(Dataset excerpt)
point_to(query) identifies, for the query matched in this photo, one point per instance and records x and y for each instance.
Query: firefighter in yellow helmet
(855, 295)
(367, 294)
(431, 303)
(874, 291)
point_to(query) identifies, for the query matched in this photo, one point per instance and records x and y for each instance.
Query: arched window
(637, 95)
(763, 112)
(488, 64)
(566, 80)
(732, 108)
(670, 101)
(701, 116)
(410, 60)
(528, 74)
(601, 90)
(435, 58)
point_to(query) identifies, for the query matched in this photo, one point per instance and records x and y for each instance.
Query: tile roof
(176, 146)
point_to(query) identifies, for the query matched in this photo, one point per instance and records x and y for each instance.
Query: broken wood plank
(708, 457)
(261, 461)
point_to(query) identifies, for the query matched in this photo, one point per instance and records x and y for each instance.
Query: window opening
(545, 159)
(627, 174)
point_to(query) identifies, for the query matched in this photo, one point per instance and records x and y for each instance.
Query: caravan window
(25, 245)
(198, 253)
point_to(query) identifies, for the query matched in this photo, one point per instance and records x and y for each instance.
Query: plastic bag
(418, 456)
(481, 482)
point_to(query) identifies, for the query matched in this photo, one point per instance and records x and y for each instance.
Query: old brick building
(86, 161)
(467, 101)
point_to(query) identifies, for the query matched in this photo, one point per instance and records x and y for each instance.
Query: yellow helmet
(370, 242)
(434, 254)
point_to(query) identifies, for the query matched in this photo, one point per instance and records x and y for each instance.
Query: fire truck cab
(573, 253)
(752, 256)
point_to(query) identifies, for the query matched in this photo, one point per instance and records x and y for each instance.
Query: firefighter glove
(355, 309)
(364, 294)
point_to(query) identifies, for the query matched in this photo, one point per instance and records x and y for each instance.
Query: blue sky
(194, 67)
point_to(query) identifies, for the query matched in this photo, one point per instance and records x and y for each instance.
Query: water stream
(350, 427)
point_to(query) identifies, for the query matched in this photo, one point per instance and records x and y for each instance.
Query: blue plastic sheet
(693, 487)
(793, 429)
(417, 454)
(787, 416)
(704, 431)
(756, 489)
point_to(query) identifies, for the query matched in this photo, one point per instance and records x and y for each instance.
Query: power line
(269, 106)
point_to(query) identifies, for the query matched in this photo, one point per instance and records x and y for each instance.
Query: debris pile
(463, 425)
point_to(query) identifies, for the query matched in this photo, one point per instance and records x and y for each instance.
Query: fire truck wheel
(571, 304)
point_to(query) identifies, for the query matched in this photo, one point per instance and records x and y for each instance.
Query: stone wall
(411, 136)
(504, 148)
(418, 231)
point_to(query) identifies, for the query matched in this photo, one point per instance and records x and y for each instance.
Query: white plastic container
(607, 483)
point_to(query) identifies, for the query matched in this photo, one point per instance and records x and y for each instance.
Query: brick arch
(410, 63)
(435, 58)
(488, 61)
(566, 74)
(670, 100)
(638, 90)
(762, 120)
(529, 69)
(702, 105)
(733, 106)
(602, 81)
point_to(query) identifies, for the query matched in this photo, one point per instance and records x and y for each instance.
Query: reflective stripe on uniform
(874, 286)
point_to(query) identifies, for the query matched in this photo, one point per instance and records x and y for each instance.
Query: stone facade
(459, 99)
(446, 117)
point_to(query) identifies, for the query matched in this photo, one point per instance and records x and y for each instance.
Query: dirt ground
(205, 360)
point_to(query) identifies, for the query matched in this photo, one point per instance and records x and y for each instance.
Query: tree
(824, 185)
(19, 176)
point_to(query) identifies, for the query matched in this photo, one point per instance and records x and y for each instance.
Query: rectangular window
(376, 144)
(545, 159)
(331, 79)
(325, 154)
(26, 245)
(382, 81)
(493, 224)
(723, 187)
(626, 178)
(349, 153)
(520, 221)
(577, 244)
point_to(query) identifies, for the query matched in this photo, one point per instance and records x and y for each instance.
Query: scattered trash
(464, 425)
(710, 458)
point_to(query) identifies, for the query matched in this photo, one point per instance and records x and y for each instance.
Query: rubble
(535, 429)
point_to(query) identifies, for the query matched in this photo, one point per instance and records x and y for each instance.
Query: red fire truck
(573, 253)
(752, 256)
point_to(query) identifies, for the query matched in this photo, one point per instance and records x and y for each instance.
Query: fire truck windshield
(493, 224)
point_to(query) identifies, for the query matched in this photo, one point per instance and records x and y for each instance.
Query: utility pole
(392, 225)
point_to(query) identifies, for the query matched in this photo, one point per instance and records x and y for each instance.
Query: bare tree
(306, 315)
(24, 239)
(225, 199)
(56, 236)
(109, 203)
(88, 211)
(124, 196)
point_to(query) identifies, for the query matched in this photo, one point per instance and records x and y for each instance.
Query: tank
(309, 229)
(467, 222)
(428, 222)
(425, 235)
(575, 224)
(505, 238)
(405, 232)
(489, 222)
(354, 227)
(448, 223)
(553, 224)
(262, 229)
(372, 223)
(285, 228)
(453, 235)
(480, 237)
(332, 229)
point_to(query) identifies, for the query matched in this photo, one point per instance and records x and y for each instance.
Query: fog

**Work to be completed:** Extract the full listing above without alteration.

**Solution below:**
point_to(query) identifies, for the query matched in this photo, one point per instance and records x and y for each instance.
Query: firefighter in yellow helmet
(855, 295)
(367, 294)
(431, 303)
(874, 291)
point_to(query) identifies, for the query matched in this photo, one point per instance and records x and y for each instance.
Query: arched window
(637, 95)
(763, 112)
(488, 64)
(566, 80)
(732, 108)
(670, 101)
(701, 116)
(410, 60)
(528, 74)
(601, 90)
(435, 58)
point_to(query) identifies, for the query matched in this photo, one point per instance and records x and y for each instance.
Query: tile roof
(176, 146)
point_to(query) identifies, for the query matched in this photo, one point per instance and records x and y for each instance.
Query: broken wood plank
(708, 457)
(261, 461)
point_to(query) identifies, for the query matched in this photo, one point per instance and records x and y for each instance.
Query: window opening
(545, 159)
(627, 174)
point_to(query) identifies, for the query matched in this photo, one point per instance and records x and y for each instance.
Query: caravan window
(25, 245)
(198, 253)
point_to(query) identifies, for the query matched in this photo, one point per instance and records x and y for each instance.
Query: plastic bag
(418, 456)
(481, 482)
point_to(query) identifies, for the query matched in this photo, one point per instance and records x and y for each instance.
Query: old brick building
(86, 161)
(467, 101)
point_to(query) identifies, for the query matched in this photo, one point per instance and records x and y for each instance.
Query: yellow helmet
(370, 242)
(434, 254)
point_to(query) identifies, for the query matched in this photo, one point per instance and records x and y for each instance.
Query: fire truck cab
(573, 253)
(752, 256)
point_to(query) identifies, for the query matched in this photo, one point per instance and records x and y for each instance.
Query: firefighter glove
(355, 309)
(364, 294)
point_to(query) identifies, for the query matched in this photo, one point per instance and records x and y for each instance.
Query: blue sky
(194, 67)
point_to(query) identifies, for the query matched in this photo, one point per instance and records x and y for each instance.
Query: water stream
(350, 427)
point_to(query) identifies, for the query matched in this photo, one point per instance and records x and y for each instance.
Query: blue plastic sheet
(693, 487)
(793, 429)
(417, 454)
(787, 416)
(704, 431)
(756, 489)
point_to(query) identifies, for the query matched in this photo, one point per instance and records x and y for each instance.
Query: power line
(269, 106)
point_to(query) identifies, for the query matched in this photo, one point per instance and records x and y for each instance.
Query: debris pile
(463, 425)
point_to(query) identifies, for the query matched in this photo, one point per instance and records x and y for each instance.
Query: fire truck wheel
(571, 304)
point_to(query) identifies, for the query matched in this photo, one point per instance and records x and y for each instance.
Query: stone wall
(411, 136)
(504, 148)
(418, 231)
point_to(query) identifies, for the query matched in this photo, one point per instance and records x and y for each instance.
Query: white plastic container
(607, 483)
point_to(query) identifies, for the query matched in this photo, one point per instance and records x and y for each instance.
Query: brick arch
(410, 63)
(435, 58)
(488, 61)
(566, 74)
(670, 100)
(638, 90)
(762, 120)
(529, 69)
(702, 105)
(733, 106)
(602, 81)
point_to(query) identifies, for the query matched in this photo, one point per instance and records x and y for each instance.
Query: reflective stripe on uniform
(874, 286)
point_to(query) identifies, for the query matched in this photo, one point per instance and records x and y for each instance.
Query: stone facade
(459, 99)
(446, 117)
point_to(query) identifies, for the query matched in this photo, one point per instance and records x and y for each instance.
Query: dirt ground
(205, 360)
point_to(query) identifies, for the query matched in this photo, one point per instance and records x and y for each instance.
Query: tree
(824, 185)
(19, 176)
point_to(query) identifies, for the query matched in this photo, one point per instance and records x and y for each instance.
Query: rectangular window
(376, 144)
(545, 159)
(331, 79)
(325, 154)
(26, 245)
(382, 81)
(493, 224)
(723, 187)
(626, 178)
(349, 153)
(520, 221)
(577, 244)
point_to(query) identifies, for the query matched in this photo, one point per instance and records x and y for each instance.
Query: scattered trash
(464, 425)
(710, 458)
point_to(query) identifies, for the query matched in this photo, one point per instance and records x and y for each instance.
Query: rubble
(535, 429)
point_to(query) identifies, for the query matched in this photo, one point per instance and records x and y for each instance.
Query: red fire truck
(573, 253)
(752, 256)
point_to(query) identifies, for the query matched in this photo, one point per instance and records x and y for each instance.
Query: fire truck windshield
(493, 224)
point_to(query) identifies, for the query matched in this photo, one point per instance and records x and y for each instance.
Query: utility pole
(392, 225)
point_to(query) identifies, for the query matched in this photo, one point per instance and records x and y for each instance.
Query: bare tree
(306, 315)
(24, 239)
(225, 199)
(56, 236)
(109, 203)
(88, 211)
(124, 196)
point_to(query) identifies, for the query matched in this photo, one point per instance and records x and y for each instance.
Query: tank
(309, 229)
(467, 222)
(428, 222)
(425, 235)
(575, 224)
(505, 238)
(405, 232)
(489, 222)
(354, 227)
(448, 223)
(553, 224)
(262, 229)
(372, 223)
(285, 228)
(453, 235)
(480, 237)
(332, 229)
point_to(query) identifies, for the query matched in this photo, one point per instance and records x and y for each instance.
Query: fog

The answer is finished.